> Texto mostrado
El hombre del whatever it takes para salvar el euro logró el miércoles, en el Senado de la multipartidista Italia, el respaldo de 262 parlamentarios, con solo 40 votos en contra y 2 abstenciones. Y el jueves, en la Cámara de Diputados, ese gentleman tan elitista como ajeno a los partidos, que ni ha pedido ni se ha sometido al veredicto de las urnas, obtuvo 535 votos a favor, frente a 56 en contra y 5 abstenciones. Dos apabullantes mayorías parlamentarias para que el whatever it takes de Draghi impida que Roma se descuelgue del centro de decisión Berlín-París de la Europa post-pandemia. No en vano son tres países fundadores de las Comunidades Europeas tras la II Guerra Mundial.

El plan es muy distinto en la multipartidista España. Se da por descontado que Europa está p’ayudar; que Bruselas enviará sus carromatos de euros sin mirar demasiado a qué los dedica nuestro Gobierno, y que, si la impericia y los excesos de una pésima gobernanza hacen intragable el engrudo para la estabilidad del euro, también será la UE quien dicte la solución. Nadie piensa en un Mario Draghi, ni en un Gobierno que combine tecnocracia, en los puestos clave, con la más amplia diversidad partidaria en lugares discretos del Consejo de Ministros; pero son silente multitud los que sueñan con una venturosa epifanía de hombres de negro aterrizados desde Bruselas para reparar lo que no somos capaces de afrontar. Oiga, arréglense ustedes que ya son mayorcitos.

(Datos de localización espacial)
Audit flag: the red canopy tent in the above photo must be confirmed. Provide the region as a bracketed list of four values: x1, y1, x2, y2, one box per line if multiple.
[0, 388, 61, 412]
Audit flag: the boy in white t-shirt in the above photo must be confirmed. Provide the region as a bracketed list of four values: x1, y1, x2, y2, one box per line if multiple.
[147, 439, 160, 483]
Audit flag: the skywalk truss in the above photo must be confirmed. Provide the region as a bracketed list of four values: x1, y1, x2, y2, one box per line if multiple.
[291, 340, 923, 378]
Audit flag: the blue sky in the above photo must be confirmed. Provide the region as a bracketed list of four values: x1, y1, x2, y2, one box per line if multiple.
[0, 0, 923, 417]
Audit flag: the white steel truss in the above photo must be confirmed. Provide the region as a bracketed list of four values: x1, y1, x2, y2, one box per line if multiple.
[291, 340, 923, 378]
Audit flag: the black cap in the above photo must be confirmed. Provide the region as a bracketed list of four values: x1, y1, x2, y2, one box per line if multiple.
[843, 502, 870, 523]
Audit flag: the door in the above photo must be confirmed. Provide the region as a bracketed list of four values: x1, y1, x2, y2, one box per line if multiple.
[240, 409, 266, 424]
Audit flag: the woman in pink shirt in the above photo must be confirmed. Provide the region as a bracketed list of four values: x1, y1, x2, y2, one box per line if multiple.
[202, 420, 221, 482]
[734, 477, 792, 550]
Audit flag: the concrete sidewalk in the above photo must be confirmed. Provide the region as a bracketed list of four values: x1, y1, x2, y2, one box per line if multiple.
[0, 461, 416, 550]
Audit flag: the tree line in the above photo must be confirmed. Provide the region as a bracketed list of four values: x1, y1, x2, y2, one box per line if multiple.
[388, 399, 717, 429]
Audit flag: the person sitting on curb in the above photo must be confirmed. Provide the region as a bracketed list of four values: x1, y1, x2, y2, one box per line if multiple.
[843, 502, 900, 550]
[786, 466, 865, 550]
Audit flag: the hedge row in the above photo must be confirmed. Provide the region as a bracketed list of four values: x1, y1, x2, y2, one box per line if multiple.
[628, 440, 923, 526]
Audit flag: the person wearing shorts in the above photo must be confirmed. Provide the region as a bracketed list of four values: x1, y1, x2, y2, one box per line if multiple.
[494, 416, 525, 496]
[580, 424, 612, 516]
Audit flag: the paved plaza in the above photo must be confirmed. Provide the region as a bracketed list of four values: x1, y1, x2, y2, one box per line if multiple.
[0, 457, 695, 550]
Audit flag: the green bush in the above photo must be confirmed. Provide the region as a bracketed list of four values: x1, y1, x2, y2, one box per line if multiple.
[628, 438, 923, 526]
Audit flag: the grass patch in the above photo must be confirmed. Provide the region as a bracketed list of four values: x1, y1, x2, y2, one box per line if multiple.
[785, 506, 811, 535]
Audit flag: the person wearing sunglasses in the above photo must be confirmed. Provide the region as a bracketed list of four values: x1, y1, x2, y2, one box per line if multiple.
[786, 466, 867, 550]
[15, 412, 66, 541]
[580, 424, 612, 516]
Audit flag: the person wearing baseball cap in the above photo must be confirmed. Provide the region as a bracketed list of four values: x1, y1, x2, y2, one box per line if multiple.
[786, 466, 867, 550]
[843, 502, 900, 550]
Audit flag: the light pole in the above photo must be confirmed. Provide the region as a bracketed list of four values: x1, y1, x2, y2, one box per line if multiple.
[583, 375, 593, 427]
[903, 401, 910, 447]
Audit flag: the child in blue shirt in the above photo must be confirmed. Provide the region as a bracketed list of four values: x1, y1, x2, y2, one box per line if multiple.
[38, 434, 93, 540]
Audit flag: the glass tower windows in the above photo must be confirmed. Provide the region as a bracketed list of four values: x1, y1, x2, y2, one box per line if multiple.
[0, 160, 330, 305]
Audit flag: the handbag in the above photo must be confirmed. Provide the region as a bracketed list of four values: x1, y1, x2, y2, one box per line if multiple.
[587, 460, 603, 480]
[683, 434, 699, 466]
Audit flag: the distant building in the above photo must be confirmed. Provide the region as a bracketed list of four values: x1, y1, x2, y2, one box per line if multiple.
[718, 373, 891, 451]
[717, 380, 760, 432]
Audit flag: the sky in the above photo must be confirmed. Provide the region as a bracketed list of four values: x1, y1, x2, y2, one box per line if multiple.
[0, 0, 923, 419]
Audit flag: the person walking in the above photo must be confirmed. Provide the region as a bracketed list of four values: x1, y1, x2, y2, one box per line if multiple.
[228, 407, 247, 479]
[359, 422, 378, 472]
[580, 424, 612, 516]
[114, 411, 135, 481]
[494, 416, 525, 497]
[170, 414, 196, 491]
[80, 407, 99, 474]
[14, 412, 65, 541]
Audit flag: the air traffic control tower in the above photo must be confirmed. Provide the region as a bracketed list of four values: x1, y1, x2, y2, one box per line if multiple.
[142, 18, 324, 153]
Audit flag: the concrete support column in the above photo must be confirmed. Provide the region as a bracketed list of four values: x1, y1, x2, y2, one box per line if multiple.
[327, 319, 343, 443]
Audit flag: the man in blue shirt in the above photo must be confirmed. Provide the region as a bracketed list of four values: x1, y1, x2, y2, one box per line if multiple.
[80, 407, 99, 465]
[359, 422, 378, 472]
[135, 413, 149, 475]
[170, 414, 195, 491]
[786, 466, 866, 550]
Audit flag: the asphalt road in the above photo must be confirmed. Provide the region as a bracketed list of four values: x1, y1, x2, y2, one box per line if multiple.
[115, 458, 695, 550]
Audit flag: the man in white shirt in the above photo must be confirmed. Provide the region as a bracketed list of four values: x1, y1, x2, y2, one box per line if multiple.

> Tareas por realizar
1. Escribe el pasaje del texto sobre Draghi comprendido entre "El hombre del" y "II Guerra Mundial.", ambos inclusive.
2. Según el texto sobre Draghi, ¿cuántos votos a favor obtuvo en la Cámara de Diputados?
Las filas provienen de otra fuente.

> Tus respuestas
1.
El hombre del whatever it takes para salvar el euro logró el miércoles, en el Senado de la multipartidista Italia, el respaldo de 262 parlamentarios, con solo 40 votos en contra y 2 abstenciones. Y el jueves, en la Cámara de Diputados, ese gentleman tan elitista como ajeno a los partidos, que ni ha pedido ni se ha sometido al veredicto de las urnas, obtuvo 535 votos a favor, frente a 56 en contra y 5 abstenciones. Dos apabullantes mayorías parlamentarias para que el whatever it takes de Draghi impida que Roma se descuelgue del centro de decisión Berlín-París de la Europa post-pandemia. No en vano son tres países fundadores de las Comunidades Europeas tras la II Guerra Mundial.

2. 535 votos a favor.